Task set
#1 Condense the airport trip piece's paragraph that begins "Earlier today I headed to the airport" into one short sentence that keeps its main facts.
#2 In the airport trip piece, copy the passage between "After circling the" and "a busy day!", inclusive, and substitute "tram" for "shuttle bus".

Document excerpt
Public Consumption

Earlier today I headed to the airport to catch a flight.  While navigating the Southeast Expressway to reach Boston’s Logan International Airport, I narrowly averted a car accident when the car traveling in the high-speed lane came within millimeters of my car.  The young female driver barely glimpsed my way—she was much too engaged on her cell phone to notice me.

After circling the Terminal B and Central Parking car lots, I finally found a place to park—a bit further from my terminal than anticipated.  As I waited for the shuttle bus to transport me from the parking lot to the terminal, I overheard  the phone conversation of the business traveler standing next to me; he was reviewing his schedule with someone at his office-and griping about the tough client negation ahead of him – my, what a busy day!

By the time I reached the Delta counter to Check-in, I was running a bit behind schedule.  I did my best to be patient as the couple ahead of me spoke with the attendant behind the counter; I suspect they could have moved a bit quicker had the woman not been talking on her cell phone as the attendant asked her some critical questions regarding their itinerary—the gentleman with the woman did not seem to know the travel details—the woman was slow to give requested details.  She was, after all, on the phone.

(Point localization data)
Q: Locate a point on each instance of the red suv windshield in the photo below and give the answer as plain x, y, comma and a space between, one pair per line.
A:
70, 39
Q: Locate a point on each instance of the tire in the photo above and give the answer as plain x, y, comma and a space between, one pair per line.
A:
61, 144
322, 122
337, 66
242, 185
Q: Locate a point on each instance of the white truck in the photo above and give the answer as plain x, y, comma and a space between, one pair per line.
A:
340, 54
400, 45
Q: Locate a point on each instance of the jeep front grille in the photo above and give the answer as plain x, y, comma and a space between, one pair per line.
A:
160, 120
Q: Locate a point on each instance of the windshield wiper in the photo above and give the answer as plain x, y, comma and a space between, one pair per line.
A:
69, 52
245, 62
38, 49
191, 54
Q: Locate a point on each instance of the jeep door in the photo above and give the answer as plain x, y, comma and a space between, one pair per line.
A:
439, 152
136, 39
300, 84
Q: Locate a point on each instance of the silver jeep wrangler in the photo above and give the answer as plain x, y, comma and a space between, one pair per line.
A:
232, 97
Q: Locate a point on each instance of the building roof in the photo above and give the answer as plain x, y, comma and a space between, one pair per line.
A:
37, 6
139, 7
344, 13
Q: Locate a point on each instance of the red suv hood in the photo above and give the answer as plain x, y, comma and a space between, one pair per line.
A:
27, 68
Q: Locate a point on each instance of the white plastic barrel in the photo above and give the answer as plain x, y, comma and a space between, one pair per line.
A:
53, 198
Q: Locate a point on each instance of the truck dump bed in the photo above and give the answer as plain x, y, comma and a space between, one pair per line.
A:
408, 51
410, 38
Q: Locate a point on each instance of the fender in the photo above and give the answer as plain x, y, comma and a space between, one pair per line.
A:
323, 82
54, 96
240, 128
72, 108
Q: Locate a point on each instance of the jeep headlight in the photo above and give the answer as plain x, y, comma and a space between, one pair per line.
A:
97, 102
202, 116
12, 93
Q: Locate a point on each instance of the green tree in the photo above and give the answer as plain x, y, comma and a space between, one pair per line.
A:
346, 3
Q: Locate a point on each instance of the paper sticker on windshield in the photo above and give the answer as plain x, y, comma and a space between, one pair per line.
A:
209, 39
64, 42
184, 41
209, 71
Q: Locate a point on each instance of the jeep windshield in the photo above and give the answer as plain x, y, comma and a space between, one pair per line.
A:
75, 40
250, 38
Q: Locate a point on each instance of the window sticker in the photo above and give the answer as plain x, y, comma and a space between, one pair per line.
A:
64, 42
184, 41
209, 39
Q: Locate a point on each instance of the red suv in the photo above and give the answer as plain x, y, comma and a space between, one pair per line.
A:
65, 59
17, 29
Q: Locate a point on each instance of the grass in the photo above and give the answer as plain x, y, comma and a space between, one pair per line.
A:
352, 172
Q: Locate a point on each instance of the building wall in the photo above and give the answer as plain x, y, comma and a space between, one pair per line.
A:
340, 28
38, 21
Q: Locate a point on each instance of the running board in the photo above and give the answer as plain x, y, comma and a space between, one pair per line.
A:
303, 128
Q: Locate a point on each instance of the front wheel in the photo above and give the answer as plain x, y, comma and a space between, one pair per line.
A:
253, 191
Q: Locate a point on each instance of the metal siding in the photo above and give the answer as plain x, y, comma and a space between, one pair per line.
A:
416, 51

Solutions in order
#1 On the Southeast Expressway to Boston's Logan International Airport, the writer nearly collided with a car in the high-speed lane whose young female driver, absorbed in her cell phone, barely looked over.

#2
After circling the Terminal B and Central Parking car lots, I finally found a place to park—a bit further from my terminal than anticipated.  As I waited for the tram to transport me from the parking lot to the terminal, I overheard  the phone conversation of the business traveler standing next to me; he was reviewing his schedule with someone at his office-and griping about the tough client negation ahead of him – my, what a busy day!